[Aim of the task]
Print all of the data exactly as written.

=====

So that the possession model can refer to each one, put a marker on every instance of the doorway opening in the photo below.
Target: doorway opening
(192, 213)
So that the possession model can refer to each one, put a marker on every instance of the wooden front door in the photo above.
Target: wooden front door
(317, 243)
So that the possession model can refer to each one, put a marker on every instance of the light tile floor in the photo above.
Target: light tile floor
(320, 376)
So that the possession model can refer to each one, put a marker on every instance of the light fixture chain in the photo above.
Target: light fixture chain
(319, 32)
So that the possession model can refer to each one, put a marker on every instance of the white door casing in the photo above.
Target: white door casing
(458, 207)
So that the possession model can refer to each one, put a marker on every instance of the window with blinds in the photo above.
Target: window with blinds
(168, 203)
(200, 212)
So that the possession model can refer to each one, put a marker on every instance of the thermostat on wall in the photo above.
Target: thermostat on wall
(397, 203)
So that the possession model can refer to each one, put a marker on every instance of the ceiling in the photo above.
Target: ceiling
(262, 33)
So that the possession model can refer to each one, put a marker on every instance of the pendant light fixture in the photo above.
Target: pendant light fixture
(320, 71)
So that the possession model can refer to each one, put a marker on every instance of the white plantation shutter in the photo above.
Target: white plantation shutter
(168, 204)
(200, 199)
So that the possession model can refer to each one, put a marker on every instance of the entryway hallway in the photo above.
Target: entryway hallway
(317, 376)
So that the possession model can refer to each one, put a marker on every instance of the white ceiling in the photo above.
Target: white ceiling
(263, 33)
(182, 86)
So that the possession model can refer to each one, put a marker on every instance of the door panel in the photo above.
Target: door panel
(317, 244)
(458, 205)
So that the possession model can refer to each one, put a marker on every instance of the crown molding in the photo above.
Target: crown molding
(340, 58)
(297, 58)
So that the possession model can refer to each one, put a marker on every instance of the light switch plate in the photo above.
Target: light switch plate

=====

[Problem solution]
So that the possession model can refer to each one, put a marker on every instance of the doorway opening in the photo below.
Target: doorway opening
(192, 213)
So that the possession model can refer to each one, put a marker on every instance of the wooden front door in the photo above.
Target: wooden front door
(317, 243)
So that the possession model can refer to each one, put a marker on every instance of the light tile floor in the photo above.
Target: light tile floor
(320, 376)
So that the possession model can refer to each one, put a marker on every instance of the light fixture chain in the photo above.
Target: light fixture chain
(319, 32)
So that the possession model can refer to each one, put a marker on every instance of the white door casing in the photo above.
Target: white door casing
(458, 207)
So that the possession model can refer to each one, put a marker on every instance of the window with blinds in the photo above.
Target: window with blinds
(168, 203)
(200, 212)
So that the possession model can refer to each one, put a marker on every instance of the thermostat on wall in the photo above.
Target: thermostat on wall
(397, 203)
So that the possession model can refer to each one, put a marker on every instance of the ceiling in the photo above.
Target: ceiling
(262, 33)
So that the possession model can refer to each one, put a marker on every instance of the pendant light fixture in the photo above.
Target: pendant light fixture
(320, 71)
So that the possession model can refer to each one, put a marker on every instance of the white plantation shutter in the photo above.
Target: white plantation shutter
(168, 204)
(200, 199)
So that the possession model can refer to each one, put a marker on every instance of the entryway hallway in the photo above.
Target: entryway hallway
(317, 376)
So that the possession model can refer to each one, put a marker on every instance of the white ceiling in the photo above.
Target: white ceiling
(263, 33)
(182, 86)
So that the possession model can refer to each one, put a marker on every instance of the door panel in the photo above.
Target: door panel
(317, 244)
(458, 205)
So that the possession model can refer to each one, put a marker on every instance of the crown molding in the photo above.
Target: crown molding
(340, 58)
(297, 58)
So that the possession model can refer to each one, put a marker on every instance of the light switch plate in the photo above.
Target: light switch plate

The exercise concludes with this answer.